#### Provided passage

Gilfach Goch RFC
- Full name: Gilfach Goch Rugby Football Club
- Nickname(s): Gowch, Gulch, Gil
- Founded: 1889; 137 years ago
- Location: Gilfach Goch, Wales
- Ground(s): Welfare Park, Gilfach Goch
- Chairman: Ian Welsh
- President: Howard Mainwaring
- Director of Rugby: Neil Elliott
- Coach: Iestyn Williams
- Captain: Nathan Walters
- League: WRU Division One East
- 2011–12: 4th
| Team kit |

Official website
- www.ggrfc.co.uk

= Gilfach Goch RFC =

Welsh rugby union club, based in Gilfach Goch

Gilfach Goch Rugby Football Club is a rugby union team from the village of Gilfach Goch, South Wales. Gilfach Goch RFC was established in 1889, has been a member of the Welsh Rugby Union since 1956 and is a feeder club for the Cardiff Blues.

########

What you will do:
1) Pick out each line in the listing below that contains the string "soldier".
2) Resume the Gilfach Goch RFC article above, starting after its final sentence.

#### Extracted data

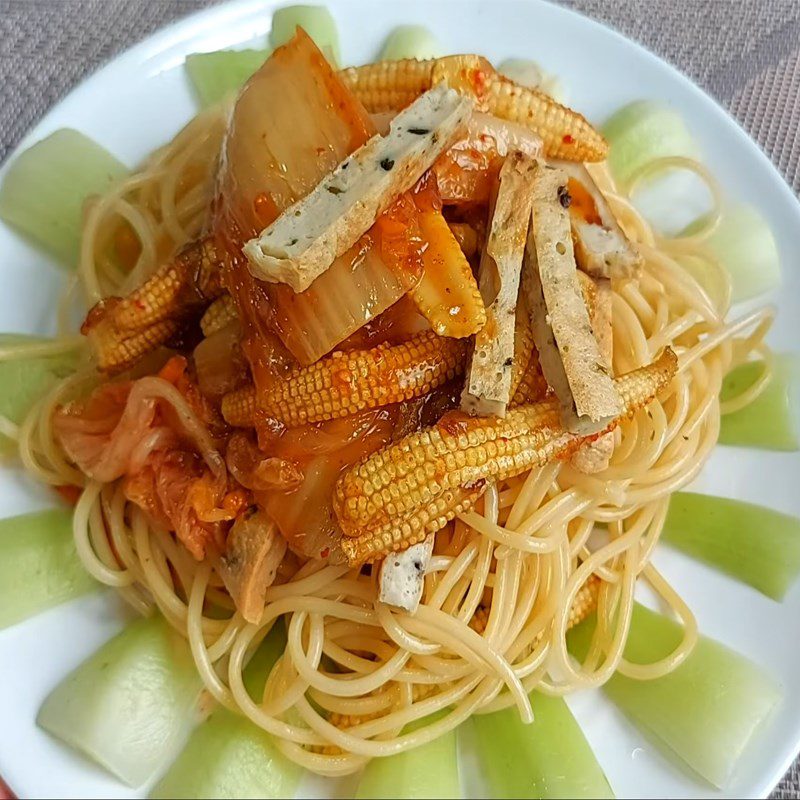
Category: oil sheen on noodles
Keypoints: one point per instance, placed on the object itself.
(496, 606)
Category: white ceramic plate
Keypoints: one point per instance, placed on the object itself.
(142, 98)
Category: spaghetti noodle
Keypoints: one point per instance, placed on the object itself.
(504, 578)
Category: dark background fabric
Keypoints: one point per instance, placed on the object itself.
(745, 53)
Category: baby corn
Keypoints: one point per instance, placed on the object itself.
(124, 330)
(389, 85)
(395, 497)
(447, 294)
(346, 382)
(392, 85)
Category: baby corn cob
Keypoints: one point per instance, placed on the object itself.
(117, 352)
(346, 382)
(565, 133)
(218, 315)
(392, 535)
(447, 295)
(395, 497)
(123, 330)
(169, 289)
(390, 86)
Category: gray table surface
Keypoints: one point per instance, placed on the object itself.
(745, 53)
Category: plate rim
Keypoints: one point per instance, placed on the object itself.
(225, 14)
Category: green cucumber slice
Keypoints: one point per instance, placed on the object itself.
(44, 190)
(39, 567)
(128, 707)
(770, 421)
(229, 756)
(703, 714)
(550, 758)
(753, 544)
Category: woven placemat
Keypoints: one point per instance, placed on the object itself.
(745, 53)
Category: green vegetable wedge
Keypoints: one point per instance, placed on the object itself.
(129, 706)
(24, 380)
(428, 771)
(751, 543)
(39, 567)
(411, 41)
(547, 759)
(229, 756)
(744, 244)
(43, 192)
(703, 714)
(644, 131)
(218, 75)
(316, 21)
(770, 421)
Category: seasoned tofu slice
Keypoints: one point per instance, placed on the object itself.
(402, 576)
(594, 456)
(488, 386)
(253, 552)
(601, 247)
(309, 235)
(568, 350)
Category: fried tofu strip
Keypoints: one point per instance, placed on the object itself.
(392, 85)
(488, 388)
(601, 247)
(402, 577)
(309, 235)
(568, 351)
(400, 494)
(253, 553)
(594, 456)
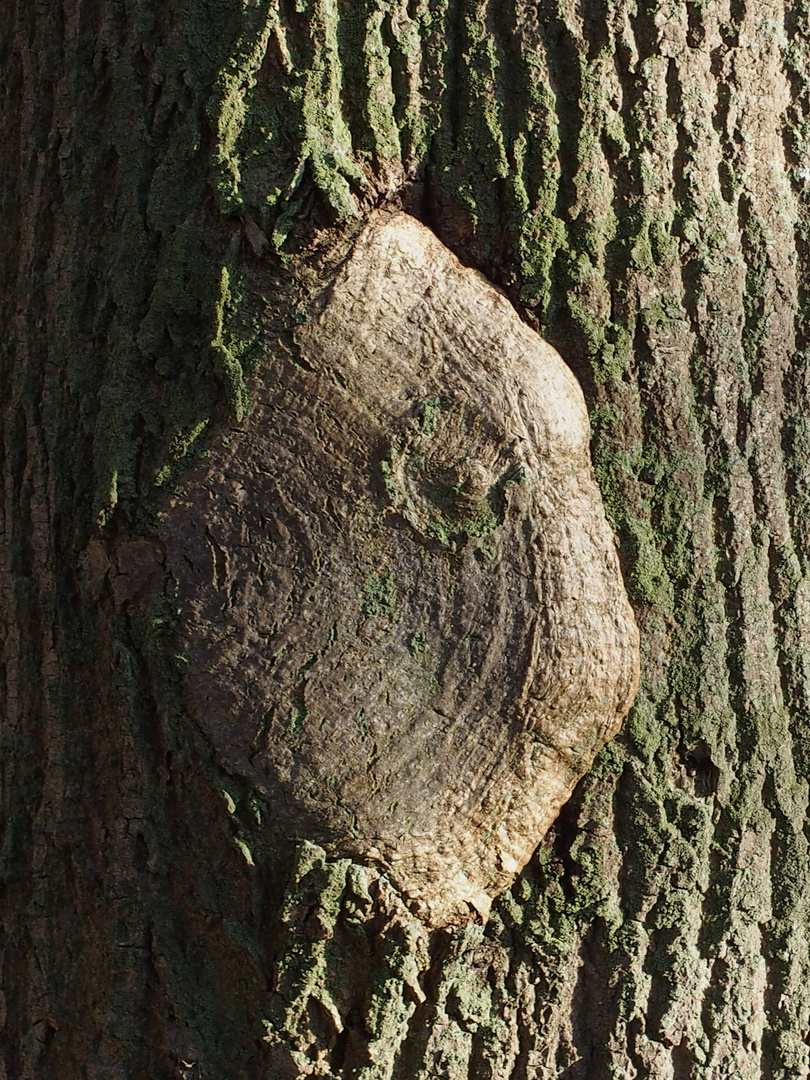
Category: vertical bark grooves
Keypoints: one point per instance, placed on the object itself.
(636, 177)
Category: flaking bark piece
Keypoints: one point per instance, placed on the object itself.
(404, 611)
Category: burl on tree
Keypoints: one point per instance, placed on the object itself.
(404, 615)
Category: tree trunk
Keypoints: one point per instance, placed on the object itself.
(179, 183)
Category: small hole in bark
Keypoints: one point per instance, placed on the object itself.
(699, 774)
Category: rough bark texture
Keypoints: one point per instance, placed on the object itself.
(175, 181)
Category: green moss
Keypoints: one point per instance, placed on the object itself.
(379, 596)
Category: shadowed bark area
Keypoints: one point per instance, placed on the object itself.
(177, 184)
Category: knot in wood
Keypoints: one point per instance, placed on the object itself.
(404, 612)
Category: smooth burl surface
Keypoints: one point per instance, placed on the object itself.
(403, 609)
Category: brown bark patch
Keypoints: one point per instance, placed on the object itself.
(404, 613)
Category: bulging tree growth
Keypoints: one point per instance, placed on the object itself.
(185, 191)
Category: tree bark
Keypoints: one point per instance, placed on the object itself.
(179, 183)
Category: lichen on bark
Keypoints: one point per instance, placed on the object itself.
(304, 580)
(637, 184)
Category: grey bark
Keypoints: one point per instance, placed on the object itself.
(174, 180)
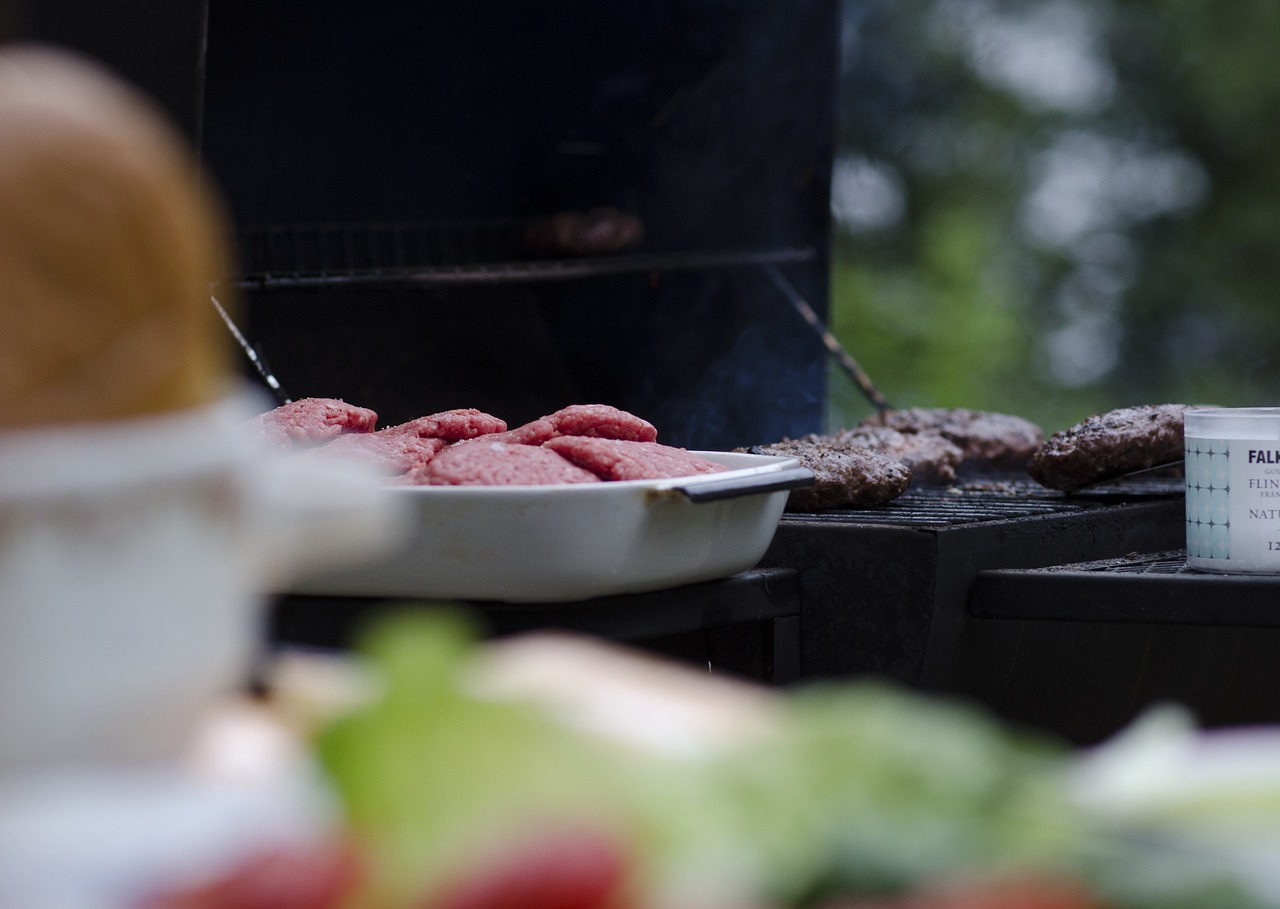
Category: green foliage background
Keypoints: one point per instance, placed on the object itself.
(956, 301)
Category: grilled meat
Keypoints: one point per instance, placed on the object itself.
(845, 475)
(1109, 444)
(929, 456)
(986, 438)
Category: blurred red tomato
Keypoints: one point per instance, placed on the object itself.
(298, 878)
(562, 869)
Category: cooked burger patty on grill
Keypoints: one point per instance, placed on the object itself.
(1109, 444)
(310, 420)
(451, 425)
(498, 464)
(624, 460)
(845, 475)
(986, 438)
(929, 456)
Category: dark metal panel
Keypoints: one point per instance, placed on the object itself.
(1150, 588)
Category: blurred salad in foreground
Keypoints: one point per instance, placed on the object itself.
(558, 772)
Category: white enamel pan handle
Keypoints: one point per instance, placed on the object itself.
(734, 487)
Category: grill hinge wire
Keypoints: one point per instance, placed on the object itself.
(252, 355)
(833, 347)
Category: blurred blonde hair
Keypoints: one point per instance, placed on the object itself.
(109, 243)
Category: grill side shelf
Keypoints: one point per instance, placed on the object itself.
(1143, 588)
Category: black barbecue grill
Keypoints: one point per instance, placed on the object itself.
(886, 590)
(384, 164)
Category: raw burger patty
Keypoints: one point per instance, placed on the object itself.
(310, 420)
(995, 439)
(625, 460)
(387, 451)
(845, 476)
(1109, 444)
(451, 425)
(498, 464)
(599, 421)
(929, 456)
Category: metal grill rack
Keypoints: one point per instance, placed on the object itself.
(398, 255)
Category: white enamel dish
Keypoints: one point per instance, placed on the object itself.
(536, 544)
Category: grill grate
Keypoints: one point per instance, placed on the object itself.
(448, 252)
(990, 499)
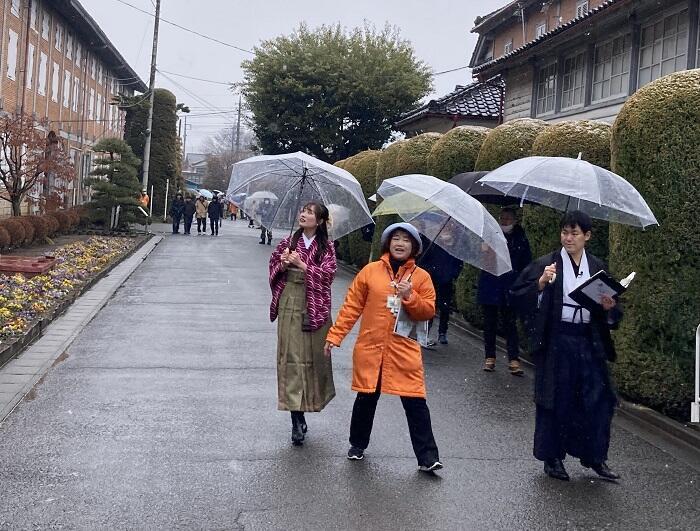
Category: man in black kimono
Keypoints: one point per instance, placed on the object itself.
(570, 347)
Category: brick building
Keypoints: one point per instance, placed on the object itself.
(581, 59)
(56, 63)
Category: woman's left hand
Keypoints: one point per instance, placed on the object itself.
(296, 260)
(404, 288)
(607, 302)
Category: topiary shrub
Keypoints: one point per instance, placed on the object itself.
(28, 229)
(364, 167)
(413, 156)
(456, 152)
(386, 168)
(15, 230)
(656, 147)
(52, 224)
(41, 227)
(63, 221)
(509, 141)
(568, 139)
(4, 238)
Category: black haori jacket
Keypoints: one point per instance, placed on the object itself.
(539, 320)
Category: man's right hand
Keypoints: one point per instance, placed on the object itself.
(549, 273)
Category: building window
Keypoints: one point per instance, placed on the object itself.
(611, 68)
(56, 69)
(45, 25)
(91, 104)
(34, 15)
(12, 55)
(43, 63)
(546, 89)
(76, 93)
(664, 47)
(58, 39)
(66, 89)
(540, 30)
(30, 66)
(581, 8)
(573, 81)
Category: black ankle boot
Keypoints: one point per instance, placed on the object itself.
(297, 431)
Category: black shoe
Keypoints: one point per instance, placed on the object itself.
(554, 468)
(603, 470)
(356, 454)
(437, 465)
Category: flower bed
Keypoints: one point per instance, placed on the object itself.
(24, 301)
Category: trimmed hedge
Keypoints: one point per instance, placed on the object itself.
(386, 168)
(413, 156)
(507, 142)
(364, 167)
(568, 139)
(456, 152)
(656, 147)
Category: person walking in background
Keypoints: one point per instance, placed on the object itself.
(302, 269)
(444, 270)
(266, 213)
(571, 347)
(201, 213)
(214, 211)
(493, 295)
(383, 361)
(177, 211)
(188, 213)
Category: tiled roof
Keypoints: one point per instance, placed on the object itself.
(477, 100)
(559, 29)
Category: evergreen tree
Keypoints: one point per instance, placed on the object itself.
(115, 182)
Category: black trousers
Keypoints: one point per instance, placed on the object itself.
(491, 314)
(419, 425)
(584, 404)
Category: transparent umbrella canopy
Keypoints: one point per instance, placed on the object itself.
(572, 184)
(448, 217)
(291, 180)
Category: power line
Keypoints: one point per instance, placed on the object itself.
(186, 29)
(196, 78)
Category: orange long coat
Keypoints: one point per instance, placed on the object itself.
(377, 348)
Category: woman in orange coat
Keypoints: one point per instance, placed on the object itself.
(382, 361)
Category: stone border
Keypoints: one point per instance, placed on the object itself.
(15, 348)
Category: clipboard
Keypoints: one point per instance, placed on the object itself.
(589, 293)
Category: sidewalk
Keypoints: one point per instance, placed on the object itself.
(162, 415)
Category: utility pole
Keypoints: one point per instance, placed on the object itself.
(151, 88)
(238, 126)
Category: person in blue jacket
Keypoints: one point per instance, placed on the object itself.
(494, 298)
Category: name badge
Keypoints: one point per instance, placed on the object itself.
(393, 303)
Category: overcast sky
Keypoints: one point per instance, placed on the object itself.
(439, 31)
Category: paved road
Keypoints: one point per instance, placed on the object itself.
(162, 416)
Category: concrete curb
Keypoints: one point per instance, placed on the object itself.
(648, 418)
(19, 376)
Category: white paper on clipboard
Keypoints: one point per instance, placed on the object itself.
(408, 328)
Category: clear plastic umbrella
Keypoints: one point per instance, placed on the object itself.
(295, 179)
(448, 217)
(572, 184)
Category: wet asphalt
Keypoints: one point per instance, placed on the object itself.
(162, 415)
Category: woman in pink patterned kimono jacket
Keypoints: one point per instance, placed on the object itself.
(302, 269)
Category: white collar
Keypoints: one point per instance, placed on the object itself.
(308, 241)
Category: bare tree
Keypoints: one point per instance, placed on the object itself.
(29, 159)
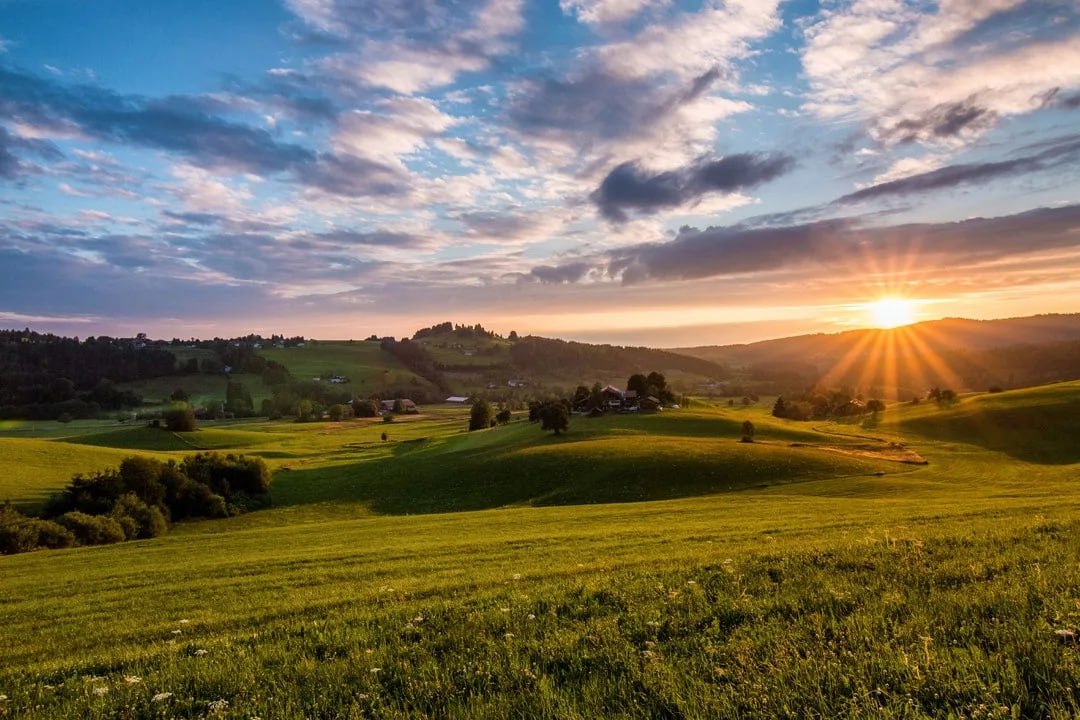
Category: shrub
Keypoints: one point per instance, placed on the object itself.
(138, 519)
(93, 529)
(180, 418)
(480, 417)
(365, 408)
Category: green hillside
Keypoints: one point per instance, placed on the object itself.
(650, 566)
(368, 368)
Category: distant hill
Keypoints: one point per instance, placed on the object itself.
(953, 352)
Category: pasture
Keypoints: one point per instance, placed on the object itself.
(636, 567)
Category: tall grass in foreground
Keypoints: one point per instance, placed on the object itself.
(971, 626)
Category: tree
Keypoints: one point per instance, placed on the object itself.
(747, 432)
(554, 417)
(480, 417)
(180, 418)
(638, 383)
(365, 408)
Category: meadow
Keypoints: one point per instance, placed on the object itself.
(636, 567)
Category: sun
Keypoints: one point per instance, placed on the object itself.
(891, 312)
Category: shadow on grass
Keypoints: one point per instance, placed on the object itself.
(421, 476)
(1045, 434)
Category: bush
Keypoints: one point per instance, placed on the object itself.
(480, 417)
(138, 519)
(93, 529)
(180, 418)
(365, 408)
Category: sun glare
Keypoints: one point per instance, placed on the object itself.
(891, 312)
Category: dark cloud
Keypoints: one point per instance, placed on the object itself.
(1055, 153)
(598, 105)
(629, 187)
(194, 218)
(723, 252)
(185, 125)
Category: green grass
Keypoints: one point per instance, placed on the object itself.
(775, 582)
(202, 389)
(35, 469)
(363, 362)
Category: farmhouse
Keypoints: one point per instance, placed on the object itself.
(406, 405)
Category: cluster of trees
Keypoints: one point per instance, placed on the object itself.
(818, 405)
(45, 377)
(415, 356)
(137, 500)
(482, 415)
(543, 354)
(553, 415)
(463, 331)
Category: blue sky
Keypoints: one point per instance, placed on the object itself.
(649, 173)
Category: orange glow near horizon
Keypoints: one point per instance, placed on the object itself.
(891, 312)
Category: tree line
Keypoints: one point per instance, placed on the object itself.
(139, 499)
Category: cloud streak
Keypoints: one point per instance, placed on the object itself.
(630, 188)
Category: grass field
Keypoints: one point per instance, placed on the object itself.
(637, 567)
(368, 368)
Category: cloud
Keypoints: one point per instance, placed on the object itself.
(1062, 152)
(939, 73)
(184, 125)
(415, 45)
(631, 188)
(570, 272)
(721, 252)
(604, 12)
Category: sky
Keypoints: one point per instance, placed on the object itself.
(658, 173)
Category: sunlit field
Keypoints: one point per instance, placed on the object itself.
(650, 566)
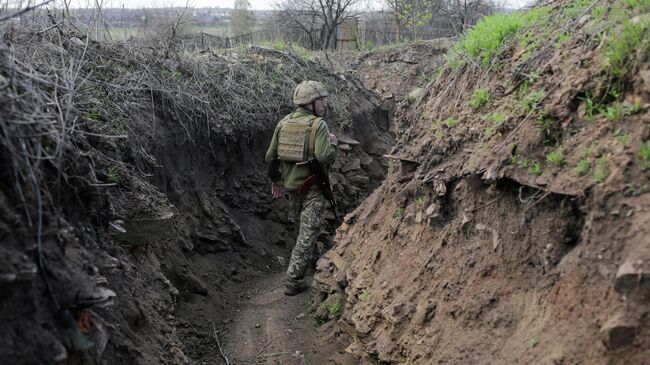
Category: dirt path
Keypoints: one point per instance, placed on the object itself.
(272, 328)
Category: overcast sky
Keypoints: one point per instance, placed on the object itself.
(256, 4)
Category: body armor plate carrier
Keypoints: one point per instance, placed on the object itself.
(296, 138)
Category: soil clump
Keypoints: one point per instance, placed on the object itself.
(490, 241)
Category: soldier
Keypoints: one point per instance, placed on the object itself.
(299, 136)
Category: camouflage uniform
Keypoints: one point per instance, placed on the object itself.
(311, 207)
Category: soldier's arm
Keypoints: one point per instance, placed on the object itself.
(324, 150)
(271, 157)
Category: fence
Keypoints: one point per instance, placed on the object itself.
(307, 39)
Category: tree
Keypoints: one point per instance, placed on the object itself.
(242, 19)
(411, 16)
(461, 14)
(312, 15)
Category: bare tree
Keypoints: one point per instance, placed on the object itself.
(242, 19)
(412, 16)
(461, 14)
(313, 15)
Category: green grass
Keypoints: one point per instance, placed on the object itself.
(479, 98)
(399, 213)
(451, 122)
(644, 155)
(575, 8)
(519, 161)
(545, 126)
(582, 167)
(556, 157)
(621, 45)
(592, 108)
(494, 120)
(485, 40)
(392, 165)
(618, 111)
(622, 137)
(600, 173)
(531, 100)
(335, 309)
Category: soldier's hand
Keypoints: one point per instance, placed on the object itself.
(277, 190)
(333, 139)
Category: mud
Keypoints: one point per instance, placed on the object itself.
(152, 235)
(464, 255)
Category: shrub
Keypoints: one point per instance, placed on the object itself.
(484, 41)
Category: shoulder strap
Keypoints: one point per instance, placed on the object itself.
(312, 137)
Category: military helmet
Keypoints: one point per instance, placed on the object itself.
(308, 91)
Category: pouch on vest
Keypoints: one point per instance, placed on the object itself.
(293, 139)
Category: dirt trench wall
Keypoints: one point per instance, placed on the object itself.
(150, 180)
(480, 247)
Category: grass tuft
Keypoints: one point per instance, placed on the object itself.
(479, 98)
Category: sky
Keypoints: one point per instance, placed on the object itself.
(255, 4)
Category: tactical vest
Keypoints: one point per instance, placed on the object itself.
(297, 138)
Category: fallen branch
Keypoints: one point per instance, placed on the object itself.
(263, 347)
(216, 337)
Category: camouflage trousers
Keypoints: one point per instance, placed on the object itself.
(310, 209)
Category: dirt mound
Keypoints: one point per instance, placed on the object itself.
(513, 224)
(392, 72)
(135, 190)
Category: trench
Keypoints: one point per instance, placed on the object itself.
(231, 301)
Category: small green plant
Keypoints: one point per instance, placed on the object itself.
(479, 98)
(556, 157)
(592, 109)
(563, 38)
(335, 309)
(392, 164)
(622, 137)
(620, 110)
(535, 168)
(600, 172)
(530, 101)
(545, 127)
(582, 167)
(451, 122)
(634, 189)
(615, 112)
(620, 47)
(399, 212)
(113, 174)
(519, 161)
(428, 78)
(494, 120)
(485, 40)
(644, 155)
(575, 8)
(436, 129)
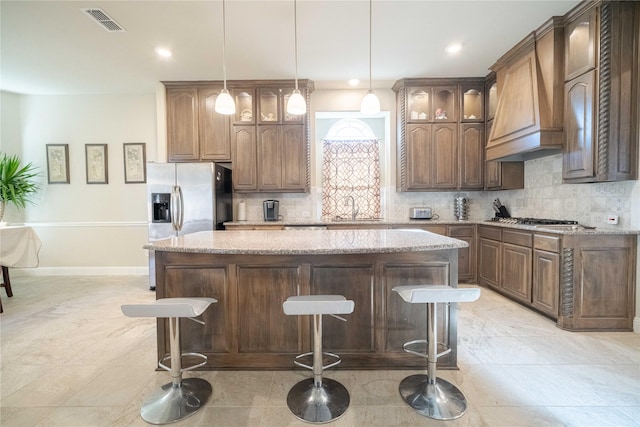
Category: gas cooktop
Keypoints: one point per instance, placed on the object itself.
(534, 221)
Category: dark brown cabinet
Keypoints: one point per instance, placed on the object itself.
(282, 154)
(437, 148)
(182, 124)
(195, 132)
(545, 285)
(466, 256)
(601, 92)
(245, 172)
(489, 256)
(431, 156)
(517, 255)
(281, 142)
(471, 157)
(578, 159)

########

Results for each task:
1)
Category: soldier
Category: soldier's arm
Category: soldier's hand

2)
The clubhouse, in High Street Gilfach Goch, has been the club's base for the past 40 years. Gilfach Goch RFC is a community club, and has over 170 players currently involved in teams run by the club. These roots are continually developing, especially with the development of the Junior section of the club. The club currently runs the following teams :- 1st XV, 2nd XV, Youth XV and many mini rugby teams from Under 8's up to Youth age.

==Club honours==
- 1996/97 WRU Division Six Central - Champions
- 1996/97 Glamorgan County Silver Ball Trophy - Winners
- 1997/98 Glamorgan County Silver Ball Trophy - Winners
- 2003/04 WRU Division Three South East - Champions
- 2007/08 WRU Division Three South East - Play Off Winners
- 2009/10 WRU Division Two East - Champions

== Notable former players ==
The following players have represented Gilfach Goch and been capped at international level.
- WAL Corey Domachowski
- WAL Ian Hall
- WAL Mathew Back
- WAL Jason Lewis
- WAL Andrew Williams (Rugby League Cap)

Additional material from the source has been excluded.